BEGIN Data excerpts
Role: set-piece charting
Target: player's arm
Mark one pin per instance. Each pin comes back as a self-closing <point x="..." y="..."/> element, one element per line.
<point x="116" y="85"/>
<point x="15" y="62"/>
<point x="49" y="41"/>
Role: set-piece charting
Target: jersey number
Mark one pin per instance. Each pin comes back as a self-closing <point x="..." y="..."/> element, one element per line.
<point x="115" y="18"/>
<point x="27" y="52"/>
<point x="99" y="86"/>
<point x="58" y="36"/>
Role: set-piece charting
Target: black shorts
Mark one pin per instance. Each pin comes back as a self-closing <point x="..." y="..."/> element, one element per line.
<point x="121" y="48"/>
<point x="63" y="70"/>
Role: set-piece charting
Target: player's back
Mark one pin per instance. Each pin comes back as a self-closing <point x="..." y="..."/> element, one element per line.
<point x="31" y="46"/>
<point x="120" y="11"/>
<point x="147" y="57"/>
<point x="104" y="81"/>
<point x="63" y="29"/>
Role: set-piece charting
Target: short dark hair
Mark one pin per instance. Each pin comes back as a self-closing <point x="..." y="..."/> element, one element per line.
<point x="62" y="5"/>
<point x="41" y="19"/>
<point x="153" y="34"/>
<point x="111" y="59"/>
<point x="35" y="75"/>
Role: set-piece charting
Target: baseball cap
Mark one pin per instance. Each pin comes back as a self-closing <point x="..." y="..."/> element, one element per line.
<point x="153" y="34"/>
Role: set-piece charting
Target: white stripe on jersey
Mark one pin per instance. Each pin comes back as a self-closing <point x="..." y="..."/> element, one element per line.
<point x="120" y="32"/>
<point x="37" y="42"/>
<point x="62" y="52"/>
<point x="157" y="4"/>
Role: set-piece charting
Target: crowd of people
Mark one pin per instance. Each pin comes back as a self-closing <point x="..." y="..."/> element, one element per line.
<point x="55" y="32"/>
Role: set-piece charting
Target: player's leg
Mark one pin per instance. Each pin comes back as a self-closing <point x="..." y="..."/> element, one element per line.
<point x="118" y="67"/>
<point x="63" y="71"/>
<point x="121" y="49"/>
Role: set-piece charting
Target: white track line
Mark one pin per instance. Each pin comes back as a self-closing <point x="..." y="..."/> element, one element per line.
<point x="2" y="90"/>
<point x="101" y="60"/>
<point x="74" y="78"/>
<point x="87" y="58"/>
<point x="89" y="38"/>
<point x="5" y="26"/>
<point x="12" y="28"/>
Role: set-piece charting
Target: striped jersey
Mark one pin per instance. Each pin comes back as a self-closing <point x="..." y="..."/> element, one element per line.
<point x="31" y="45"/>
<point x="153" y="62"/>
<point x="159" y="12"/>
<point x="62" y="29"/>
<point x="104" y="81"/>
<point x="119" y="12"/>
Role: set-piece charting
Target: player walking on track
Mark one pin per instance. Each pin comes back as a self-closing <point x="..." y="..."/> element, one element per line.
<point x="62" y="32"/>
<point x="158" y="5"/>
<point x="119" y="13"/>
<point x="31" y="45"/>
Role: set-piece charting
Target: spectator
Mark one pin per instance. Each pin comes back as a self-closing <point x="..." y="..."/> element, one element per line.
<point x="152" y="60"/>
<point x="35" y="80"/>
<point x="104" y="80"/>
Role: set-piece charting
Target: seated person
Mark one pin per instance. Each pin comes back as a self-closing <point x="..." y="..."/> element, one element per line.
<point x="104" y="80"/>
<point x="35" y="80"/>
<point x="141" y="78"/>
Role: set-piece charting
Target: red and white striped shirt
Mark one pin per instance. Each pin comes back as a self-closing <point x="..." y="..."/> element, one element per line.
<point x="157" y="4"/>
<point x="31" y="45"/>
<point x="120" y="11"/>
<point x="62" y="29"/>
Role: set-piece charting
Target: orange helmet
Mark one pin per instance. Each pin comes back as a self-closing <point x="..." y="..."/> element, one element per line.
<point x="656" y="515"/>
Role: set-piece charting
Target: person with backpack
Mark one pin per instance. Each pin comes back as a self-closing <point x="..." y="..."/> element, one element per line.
END Data excerpts
Taking the material above, say how many lines have "jersey" in them, and give no other output.

3